Edit the listing below so that every "instance" becomes "occurrence", and leave everything else unchanged.

#### Recorded information
####################
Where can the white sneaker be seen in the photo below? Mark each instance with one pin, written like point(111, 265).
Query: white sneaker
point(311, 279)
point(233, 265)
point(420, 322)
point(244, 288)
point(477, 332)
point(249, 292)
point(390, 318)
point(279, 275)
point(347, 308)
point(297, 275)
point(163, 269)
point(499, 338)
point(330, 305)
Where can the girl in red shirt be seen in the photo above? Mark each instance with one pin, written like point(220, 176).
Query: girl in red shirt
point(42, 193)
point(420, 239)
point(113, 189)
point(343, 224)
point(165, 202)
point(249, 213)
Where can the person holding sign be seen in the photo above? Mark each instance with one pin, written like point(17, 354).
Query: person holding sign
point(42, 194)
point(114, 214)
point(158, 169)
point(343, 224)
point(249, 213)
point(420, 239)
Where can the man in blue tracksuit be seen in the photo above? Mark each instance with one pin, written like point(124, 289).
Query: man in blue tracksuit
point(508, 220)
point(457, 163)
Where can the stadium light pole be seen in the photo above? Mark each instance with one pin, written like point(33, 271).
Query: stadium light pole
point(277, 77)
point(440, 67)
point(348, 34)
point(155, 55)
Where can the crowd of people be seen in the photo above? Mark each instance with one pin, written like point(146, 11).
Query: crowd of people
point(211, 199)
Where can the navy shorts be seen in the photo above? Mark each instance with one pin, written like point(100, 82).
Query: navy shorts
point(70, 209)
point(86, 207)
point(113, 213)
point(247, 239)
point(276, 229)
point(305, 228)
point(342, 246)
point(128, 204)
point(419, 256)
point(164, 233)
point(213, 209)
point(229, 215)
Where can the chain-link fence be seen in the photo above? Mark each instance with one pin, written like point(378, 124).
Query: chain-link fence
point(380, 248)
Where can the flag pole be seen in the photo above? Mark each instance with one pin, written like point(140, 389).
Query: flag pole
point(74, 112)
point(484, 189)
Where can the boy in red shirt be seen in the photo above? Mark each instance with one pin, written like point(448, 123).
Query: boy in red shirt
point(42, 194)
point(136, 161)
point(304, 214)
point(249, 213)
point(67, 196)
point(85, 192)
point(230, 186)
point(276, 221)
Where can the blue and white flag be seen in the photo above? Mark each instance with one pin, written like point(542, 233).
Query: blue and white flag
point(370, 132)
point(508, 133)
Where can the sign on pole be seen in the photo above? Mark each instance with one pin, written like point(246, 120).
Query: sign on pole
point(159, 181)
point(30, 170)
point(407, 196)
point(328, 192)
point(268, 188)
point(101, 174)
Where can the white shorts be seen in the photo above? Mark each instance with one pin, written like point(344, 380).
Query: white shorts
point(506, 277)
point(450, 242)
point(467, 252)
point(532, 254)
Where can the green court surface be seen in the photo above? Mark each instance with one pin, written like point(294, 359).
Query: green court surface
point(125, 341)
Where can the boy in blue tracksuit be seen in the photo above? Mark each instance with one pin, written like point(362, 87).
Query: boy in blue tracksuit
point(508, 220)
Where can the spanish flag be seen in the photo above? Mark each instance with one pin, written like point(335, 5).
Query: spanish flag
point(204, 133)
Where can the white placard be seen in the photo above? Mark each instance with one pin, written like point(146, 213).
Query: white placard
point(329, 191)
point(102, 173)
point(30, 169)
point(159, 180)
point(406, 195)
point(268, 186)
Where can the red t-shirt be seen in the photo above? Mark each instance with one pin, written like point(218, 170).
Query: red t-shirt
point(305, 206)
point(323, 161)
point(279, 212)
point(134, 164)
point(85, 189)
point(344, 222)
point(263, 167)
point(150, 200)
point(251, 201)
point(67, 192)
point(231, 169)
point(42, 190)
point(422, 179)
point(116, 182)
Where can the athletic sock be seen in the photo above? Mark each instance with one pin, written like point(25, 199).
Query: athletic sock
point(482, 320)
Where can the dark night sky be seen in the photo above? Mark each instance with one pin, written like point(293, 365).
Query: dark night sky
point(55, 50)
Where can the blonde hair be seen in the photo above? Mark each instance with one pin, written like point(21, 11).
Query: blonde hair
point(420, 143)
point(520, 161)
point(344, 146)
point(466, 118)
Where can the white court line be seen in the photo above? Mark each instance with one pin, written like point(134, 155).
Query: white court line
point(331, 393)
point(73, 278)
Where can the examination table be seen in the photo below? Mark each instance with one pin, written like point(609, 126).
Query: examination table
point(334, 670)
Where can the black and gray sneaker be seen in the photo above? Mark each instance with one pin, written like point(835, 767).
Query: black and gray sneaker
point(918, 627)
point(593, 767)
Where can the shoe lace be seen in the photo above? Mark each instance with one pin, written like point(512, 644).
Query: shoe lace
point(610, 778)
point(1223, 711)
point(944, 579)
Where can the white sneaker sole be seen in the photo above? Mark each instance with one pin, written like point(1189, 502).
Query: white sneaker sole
####################
#### Complete answer
Where can the white sneaker be seen in the photo below? Mark each occurrence with one pin, written like point(111, 265).
Query: white sneaker
point(311, 279)
point(233, 265)
point(420, 322)
point(244, 288)
point(477, 332)
point(249, 292)
point(390, 318)
point(279, 275)
point(347, 308)
point(297, 275)
point(163, 269)
point(499, 338)
point(330, 305)
Where can the girl in red shirt be seen in the photo above? Mark each occurrence with one pin, written like point(220, 176).
Query: girl in red shirt
point(42, 193)
point(420, 239)
point(113, 189)
point(343, 224)
point(165, 202)
point(249, 213)
Where can the person holding sign be seen in the photo above? Mark each occurrence with one pin, written like point(17, 354).
Query: person holding sign
point(42, 194)
point(114, 214)
point(158, 169)
point(343, 224)
point(249, 213)
point(420, 239)
Where can the man in blue tracksuit be seen in the photo above? Mark each occurrence with one pin, written like point(124, 289).
Query: man in blue tracksuit
point(508, 220)
point(457, 163)
Where can the stadium light pole be seen in the photo above? Mark each occurrence with one pin, written like point(33, 271).
Query: stadium light pole
point(277, 77)
point(440, 67)
point(348, 34)
point(155, 55)
Where can the crowd of people be seen in the photo above? Mark each occurrence with one pin, written like point(146, 11).
Query: crowd of people
point(211, 199)
Where can the navy shorts be seen in the photo above? Mark each occurrence with one pin, written like point(100, 82).
Query: navy shorts
point(70, 209)
point(86, 207)
point(113, 213)
point(247, 239)
point(276, 229)
point(305, 228)
point(342, 246)
point(128, 204)
point(419, 256)
point(164, 233)
point(213, 209)
point(229, 215)
Where can the chain-link fence be seen in the photo above? Mark each occurrence with one pin, written like point(378, 124).
Query: chain-link fence
point(380, 248)
Where can the flag pole be seen in the photo above? Mark each occurrence with one pin, written like point(140, 389).
Query: flag pole
point(74, 112)
point(484, 189)
Where can the boy in red shirt be seen in the photo above? Mark each occurrence with one pin, written like point(448, 123).
Query: boy in red shirt
point(42, 194)
point(136, 161)
point(304, 214)
point(249, 213)
point(67, 196)
point(85, 192)
point(230, 186)
point(276, 221)
Where can the blue and white flag be seen in the photo above? Mark each occurrence with one pin, written like point(542, 233).
Query: blue and white flag
point(370, 132)
point(508, 133)
Where can the sign on pole be seen in the photo above? Mark each occurrence with one pin, written like point(246, 120).
Query: sign on pole
point(159, 181)
point(30, 170)
point(407, 196)
point(328, 192)
point(268, 188)
point(101, 174)
Where can the white shorts be seen in the photo above? Mark each occurrence with one pin, written like point(344, 380).
Query: white shorts
point(506, 277)
point(450, 242)
point(467, 252)
point(532, 254)
Where can the green court surface be seen in the photo above? Mark each occurrence with one pin, written like point(294, 359).
Query: green court surface
point(125, 341)
Where can the boy in blue tracksuit be seen in the photo above? Mark each occurrence with one pin, written like point(362, 87).
Query: boy in blue tracksuit
point(508, 220)
Where can the spanish flag be seen in the photo above? Mark each occurrence with one pin, written like point(335, 5).
Query: spanish flag
point(204, 133)
Where can the white placard be seen in the photo above? Mark each occurrence with one pin, written like point(146, 213).
Query: white placard
point(329, 191)
point(102, 173)
point(30, 169)
point(159, 180)
point(406, 195)
point(268, 186)
Where can the red t-shirt be seen in the photo above? Mark each occurrence with one pin, written like point(218, 170).
Query: red t-shirt
point(305, 206)
point(323, 161)
point(279, 212)
point(134, 164)
point(85, 189)
point(344, 222)
point(263, 167)
point(150, 200)
point(251, 201)
point(67, 192)
point(231, 169)
point(42, 190)
point(422, 179)
point(116, 182)
Where can the athletic sock be seen in the photo above? Mark each occurrence with one pin, written like point(25, 199).
Query: athletic sock
point(482, 320)
Where can the dark night sky be seen in the photo above? Mark each occurrence with one pin, written like point(293, 365).
Query: dark night sky
point(55, 50)
Where can the blonde hair be seen in the photo above? Mark each occurrence with one pin, written like point(21, 11).
Query: blonde hair
point(420, 143)
point(520, 161)
point(344, 146)
point(466, 118)
Where can the white court line be seen in the photo above? Mark each occurrence with one pin, written like point(134, 155).
Query: white court line
point(331, 393)
point(73, 278)
Where can the examination table be seen in the photo below? Mark each occurrence with one pin, written like point(609, 126).
Query: examination table
point(334, 670)
Where can the black and gray sneaker be seen in the photo above? Mark each occurrence with one pin, written like point(835, 767).
Query: black and gray sneaker
point(918, 627)
point(593, 767)
Where can the shoe lace be seen in the photo above? Mark each occurrence with one pin, written like point(512, 644).
Query: shoe lace
point(610, 778)
point(1223, 711)
point(944, 579)
Where can the white sneaker sole be seen in the photo above? Mark each occurrence with one pin, written like point(1189, 502).
Query: white sneaker sole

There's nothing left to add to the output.